What this task involves
In the records below, find the line holding "the giraffe's ossicone" and the line holding "the giraffe and". Set down both, with every line between them, exactly.

-- Excerpted data follows --

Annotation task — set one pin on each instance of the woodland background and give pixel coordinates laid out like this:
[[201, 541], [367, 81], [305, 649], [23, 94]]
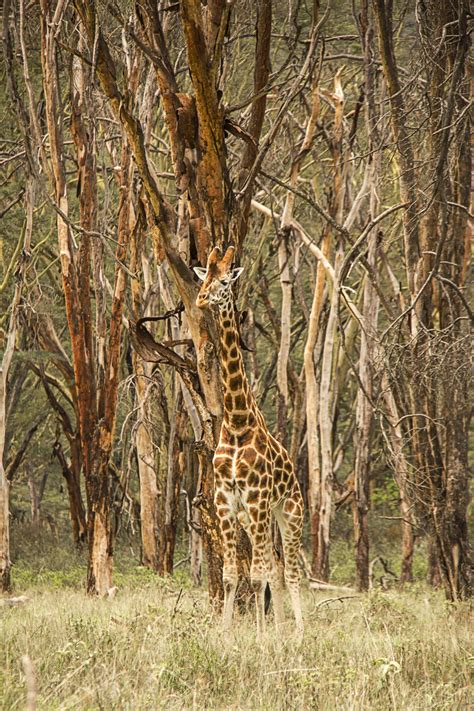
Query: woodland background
[[331, 145]]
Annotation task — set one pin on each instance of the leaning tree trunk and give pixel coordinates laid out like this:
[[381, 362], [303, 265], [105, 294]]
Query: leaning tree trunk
[[5, 563]]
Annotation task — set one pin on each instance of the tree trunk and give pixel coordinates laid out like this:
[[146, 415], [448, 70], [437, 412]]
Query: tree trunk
[[5, 563]]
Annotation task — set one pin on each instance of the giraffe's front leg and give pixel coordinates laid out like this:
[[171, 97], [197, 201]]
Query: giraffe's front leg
[[226, 513], [259, 532]]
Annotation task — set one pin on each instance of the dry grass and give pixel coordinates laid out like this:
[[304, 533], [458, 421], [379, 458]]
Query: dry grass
[[156, 646]]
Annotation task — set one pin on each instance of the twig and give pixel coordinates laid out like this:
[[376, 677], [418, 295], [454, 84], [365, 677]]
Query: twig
[[327, 600], [30, 683]]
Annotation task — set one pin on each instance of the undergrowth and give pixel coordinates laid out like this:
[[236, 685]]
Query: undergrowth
[[157, 646]]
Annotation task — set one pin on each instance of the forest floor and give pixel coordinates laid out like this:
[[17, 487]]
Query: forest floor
[[157, 646]]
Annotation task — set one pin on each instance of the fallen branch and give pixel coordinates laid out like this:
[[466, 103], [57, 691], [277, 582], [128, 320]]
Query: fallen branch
[[327, 600]]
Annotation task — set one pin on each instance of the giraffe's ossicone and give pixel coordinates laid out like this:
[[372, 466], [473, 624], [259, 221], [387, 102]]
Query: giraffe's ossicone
[[254, 477]]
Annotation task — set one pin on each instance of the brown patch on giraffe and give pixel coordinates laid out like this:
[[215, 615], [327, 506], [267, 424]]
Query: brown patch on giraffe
[[235, 382], [233, 366], [253, 479], [239, 402], [225, 525], [250, 456], [238, 421], [220, 498], [253, 496]]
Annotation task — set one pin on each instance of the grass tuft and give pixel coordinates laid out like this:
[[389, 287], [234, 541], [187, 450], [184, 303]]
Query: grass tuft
[[156, 646]]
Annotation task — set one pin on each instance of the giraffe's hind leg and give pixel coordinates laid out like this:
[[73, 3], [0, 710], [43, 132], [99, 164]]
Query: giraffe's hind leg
[[290, 521], [276, 582], [272, 567], [228, 523]]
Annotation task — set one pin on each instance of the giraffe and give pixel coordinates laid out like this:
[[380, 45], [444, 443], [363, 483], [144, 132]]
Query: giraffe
[[254, 477]]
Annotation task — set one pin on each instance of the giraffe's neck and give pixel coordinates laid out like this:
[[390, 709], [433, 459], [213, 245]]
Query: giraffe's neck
[[240, 409]]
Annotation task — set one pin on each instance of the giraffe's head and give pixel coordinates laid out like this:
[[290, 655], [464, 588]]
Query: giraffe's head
[[217, 278]]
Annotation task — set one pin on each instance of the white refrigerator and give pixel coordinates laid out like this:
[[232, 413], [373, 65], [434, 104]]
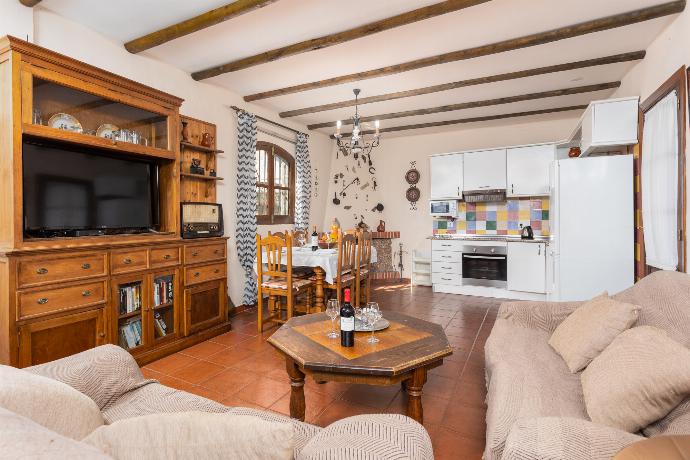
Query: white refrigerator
[[592, 226]]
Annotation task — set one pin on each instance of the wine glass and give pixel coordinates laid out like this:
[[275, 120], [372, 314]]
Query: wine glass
[[372, 313], [332, 310]]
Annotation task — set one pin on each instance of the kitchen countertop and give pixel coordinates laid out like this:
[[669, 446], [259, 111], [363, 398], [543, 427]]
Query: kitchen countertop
[[507, 238]]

-- Excerpted data concluded --

Result below
Annotation task — set one pin on each instance of the giraffe's ossicone and give pixel coordinates laid out like this:
[[372, 466], [473, 624], [259, 221], [387, 102]]
Query: giraffe's ossicone
[[254, 477]]
Annotation task — set one pin on each instance of the brown patch on giraffe and give pixel coordinates laid out like this:
[[215, 615], [327, 506], [267, 424]]
Query: brown patch on giraffe
[[235, 382], [233, 366], [253, 479], [239, 402], [225, 525], [250, 456], [238, 421], [220, 498], [253, 496]]
Annotation task — set one pin on each instance of the grass tuft and give pixel coordinates laid out like this:
[[389, 287], [234, 541], [187, 450], [184, 303]]
Query: grass tuft
[[156, 646]]
Annotation task — set one pin on each instance of the giraffe's hind leg and give pixel coordinates laid out like this:
[[73, 3], [0, 710], [43, 132], [99, 164]]
Query: giraffe's hind leg
[[290, 521], [276, 582], [272, 567], [228, 523]]
Annotation task — set one pin on each instance of the giraffe and give pixel coordinates laid out like this:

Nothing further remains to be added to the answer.